— Begin PROVIDED DATA —
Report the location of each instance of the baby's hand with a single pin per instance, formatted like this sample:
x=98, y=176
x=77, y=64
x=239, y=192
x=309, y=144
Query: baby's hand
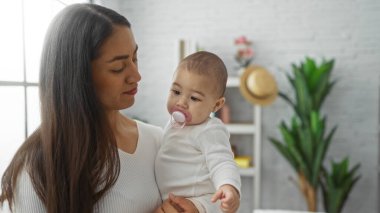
x=229, y=197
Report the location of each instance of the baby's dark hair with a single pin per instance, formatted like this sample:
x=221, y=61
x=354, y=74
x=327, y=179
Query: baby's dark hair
x=208, y=64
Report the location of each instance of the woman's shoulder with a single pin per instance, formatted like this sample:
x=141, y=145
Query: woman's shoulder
x=149, y=129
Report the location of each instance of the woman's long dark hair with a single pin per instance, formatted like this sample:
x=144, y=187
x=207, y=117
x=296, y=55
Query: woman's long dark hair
x=72, y=158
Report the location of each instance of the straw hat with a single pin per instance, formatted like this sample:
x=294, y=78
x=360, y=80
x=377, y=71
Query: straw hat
x=258, y=86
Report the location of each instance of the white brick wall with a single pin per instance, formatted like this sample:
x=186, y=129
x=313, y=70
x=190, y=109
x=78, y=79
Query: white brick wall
x=283, y=31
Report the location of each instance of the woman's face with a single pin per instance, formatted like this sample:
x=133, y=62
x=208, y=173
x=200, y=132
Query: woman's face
x=115, y=73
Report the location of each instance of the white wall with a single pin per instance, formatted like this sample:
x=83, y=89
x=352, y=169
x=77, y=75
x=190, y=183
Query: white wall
x=283, y=32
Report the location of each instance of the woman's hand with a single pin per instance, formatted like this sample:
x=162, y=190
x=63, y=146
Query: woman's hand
x=176, y=204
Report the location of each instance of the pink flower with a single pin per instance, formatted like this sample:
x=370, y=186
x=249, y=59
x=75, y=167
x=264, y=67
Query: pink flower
x=241, y=40
x=244, y=54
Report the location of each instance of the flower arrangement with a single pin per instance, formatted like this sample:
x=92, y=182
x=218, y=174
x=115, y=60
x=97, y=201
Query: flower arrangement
x=244, y=54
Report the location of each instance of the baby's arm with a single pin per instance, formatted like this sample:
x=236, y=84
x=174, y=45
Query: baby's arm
x=229, y=197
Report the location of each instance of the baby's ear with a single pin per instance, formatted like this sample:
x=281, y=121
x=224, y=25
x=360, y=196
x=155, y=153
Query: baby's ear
x=219, y=104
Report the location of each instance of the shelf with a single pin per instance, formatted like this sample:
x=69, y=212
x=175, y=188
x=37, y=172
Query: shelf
x=241, y=128
x=248, y=172
x=233, y=82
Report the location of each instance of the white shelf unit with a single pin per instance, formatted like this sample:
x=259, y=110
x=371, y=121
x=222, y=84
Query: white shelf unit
x=253, y=129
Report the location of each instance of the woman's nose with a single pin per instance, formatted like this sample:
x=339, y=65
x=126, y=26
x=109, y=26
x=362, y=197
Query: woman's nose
x=133, y=76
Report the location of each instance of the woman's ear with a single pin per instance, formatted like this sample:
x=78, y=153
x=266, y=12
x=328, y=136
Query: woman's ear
x=219, y=104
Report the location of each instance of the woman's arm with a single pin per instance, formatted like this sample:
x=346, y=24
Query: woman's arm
x=175, y=204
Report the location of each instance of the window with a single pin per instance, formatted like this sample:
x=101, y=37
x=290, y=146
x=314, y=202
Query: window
x=24, y=24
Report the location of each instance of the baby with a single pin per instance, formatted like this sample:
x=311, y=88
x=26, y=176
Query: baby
x=195, y=159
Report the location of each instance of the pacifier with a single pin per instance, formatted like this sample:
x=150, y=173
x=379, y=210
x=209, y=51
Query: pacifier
x=178, y=119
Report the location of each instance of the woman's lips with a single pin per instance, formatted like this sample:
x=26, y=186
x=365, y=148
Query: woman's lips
x=131, y=92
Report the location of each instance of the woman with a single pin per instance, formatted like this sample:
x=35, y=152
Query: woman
x=86, y=156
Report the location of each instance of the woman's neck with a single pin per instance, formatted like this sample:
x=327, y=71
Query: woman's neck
x=125, y=131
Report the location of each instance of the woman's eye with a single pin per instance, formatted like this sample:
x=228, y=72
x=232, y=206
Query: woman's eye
x=195, y=98
x=118, y=70
x=176, y=92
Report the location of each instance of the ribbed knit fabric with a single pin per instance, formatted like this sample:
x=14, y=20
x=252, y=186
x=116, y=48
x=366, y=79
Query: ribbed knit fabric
x=135, y=191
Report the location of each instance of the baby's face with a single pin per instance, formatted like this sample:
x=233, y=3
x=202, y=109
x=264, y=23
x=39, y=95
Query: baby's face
x=194, y=95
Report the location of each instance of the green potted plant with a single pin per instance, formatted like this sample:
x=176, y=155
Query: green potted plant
x=305, y=138
x=337, y=184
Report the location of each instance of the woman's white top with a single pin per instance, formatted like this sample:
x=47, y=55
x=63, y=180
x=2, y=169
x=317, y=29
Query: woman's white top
x=134, y=191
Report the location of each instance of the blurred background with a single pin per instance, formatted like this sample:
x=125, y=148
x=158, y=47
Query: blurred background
— End PROVIDED DATA —
INSTRUCTION :: Rewrite all of the rows above with every "single pin" changed to "single marker" and nothing else altered. Leave the pictures out.

PROBLEM SOLUTION ::
Report the location of each instance of the baby's hand with a single marker per instance, formatted like this sample:
x=98, y=176
x=77, y=64
x=239, y=192
x=309, y=144
Query: baby's hand
x=229, y=197
Report the location of each instance of the baby's dark hair with a single marker per instance, formatted like this sample:
x=221, y=61
x=354, y=74
x=327, y=179
Query: baby's dark hair
x=208, y=64
Report the location of each instance of the woman's shoulder with a single marker per instance, formatted like this sample:
x=141, y=145
Query: woman's shoulder
x=149, y=129
Report the location of each instance of the woman's long dark hair with a single marker per instance, formatted like this sample:
x=144, y=187
x=207, y=117
x=296, y=55
Query: woman's long dark hair
x=72, y=158
Report the location of each instance of the straw hat with a single marker per instance, formatted like this sample:
x=294, y=78
x=360, y=80
x=377, y=71
Query: straw hat
x=258, y=86
Report the location of each instance of the white brick wall with a single marker per instance, formatted like this sample:
x=186, y=129
x=313, y=70
x=190, y=109
x=78, y=79
Query: white brick wall
x=283, y=31
Report the location of each instance of the woman's face with a single marker per instance, formatted like this sample:
x=133, y=62
x=208, y=173
x=200, y=132
Query: woman's face
x=115, y=73
Report the location of each instance of the white wall with a single marker per instance, formatted like this sample:
x=83, y=89
x=352, y=169
x=77, y=75
x=190, y=183
Query: white wall
x=283, y=32
Report the location of each instance of the woman's hand with a single marker per instance, formatted like this sample:
x=162, y=190
x=63, y=146
Query: woman's hand
x=176, y=204
Report the location of each instance of the pink flower with a single marker per instance, formatted like this sample:
x=370, y=186
x=249, y=59
x=75, y=167
x=264, y=67
Query: pink flower
x=241, y=40
x=244, y=54
Report the location of each instance of the flower arrangement with a single marker per instance, formatted like this sample:
x=92, y=182
x=218, y=174
x=115, y=60
x=97, y=201
Query: flower arrangement
x=244, y=54
Report the location of each instance of the baby's arm with a single marker per instance, formatted like this sample:
x=236, y=84
x=174, y=45
Query: baby's arm
x=229, y=197
Report the location of each instance of the baby's ear with a single marker per instance, formatted like this sample:
x=281, y=121
x=224, y=25
x=360, y=196
x=155, y=153
Query: baby's ear
x=219, y=104
Report the location of each instance of the shelf with a single marker per instance, formatted like this sample:
x=69, y=212
x=175, y=188
x=37, y=172
Query: shelf
x=241, y=128
x=248, y=172
x=233, y=82
Report the location of each instance of the white shelf unit with a single marker per instance, formatted like this sample:
x=259, y=110
x=371, y=121
x=222, y=84
Query: white shelf unit
x=253, y=129
Report the location of each instance of the woman's nose with a single marker per instance, formatted like this sample:
x=339, y=65
x=126, y=26
x=109, y=26
x=362, y=197
Query: woman's nose
x=133, y=76
Report the location of each instance of the woman's ear with a single marker per instance, formatted like this sample:
x=78, y=153
x=266, y=12
x=328, y=136
Query: woman's ear
x=219, y=104
Report the location of each instance of the woman's arm with a single marker per instance, formatted like this sample:
x=346, y=24
Query: woman's arm
x=175, y=204
Report the location of each instance of the window with a single marker per instance, formatted like this sample:
x=101, y=37
x=290, y=146
x=314, y=202
Query: window
x=24, y=24
Report the location of each instance of the baby with a single marker per instance, formatted like this sample:
x=311, y=88
x=26, y=176
Query: baby
x=195, y=159
Report the location of each instance of the pacifier with a single marker per instance, formatted like this sample:
x=150, y=173
x=379, y=210
x=209, y=51
Query: pacifier
x=178, y=119
Report the location of each instance of the woman's lips with a single marker per instance, formatted like this sample:
x=26, y=186
x=365, y=148
Query: woman's lips
x=131, y=92
Report the location of each instance of the woman with a single marker per instance, formatted like this sample:
x=35, y=152
Query: woman
x=86, y=156
Report the location of each instance of the woman's neck with a single marker per instance, formatted like this sample:
x=327, y=71
Query: woman's neck
x=125, y=131
Report the location of each instance of the woman's eye with a single marker per instance, formatted like this sample:
x=228, y=72
x=232, y=206
Query: woman's eye
x=195, y=98
x=118, y=70
x=176, y=92
Report the location of each instance of the ribbed knit fabric with a single marker per instance, formatted like this sample:
x=14, y=20
x=252, y=186
x=116, y=48
x=366, y=79
Query: ribbed knit fabric
x=135, y=191
Report the location of each instance of the baby's face with a single marker per instance, formatted like this sample:
x=233, y=3
x=202, y=109
x=264, y=23
x=39, y=95
Query: baby's face
x=194, y=95
Report the location of each instance of the green potted plant with a single marker per instance, formatted like this sample:
x=176, y=155
Query: green potted plant
x=305, y=138
x=337, y=184
Report the location of each instance of the woman's white top with a single marker per instance, formatted like this sample:
x=47, y=55
x=63, y=180
x=2, y=169
x=317, y=29
Query: woman's white top
x=134, y=191
Report the location of each instance of the blurred background with a single marker per instance, formatted like this sample:
x=125, y=148
x=158, y=47
Query: blurred background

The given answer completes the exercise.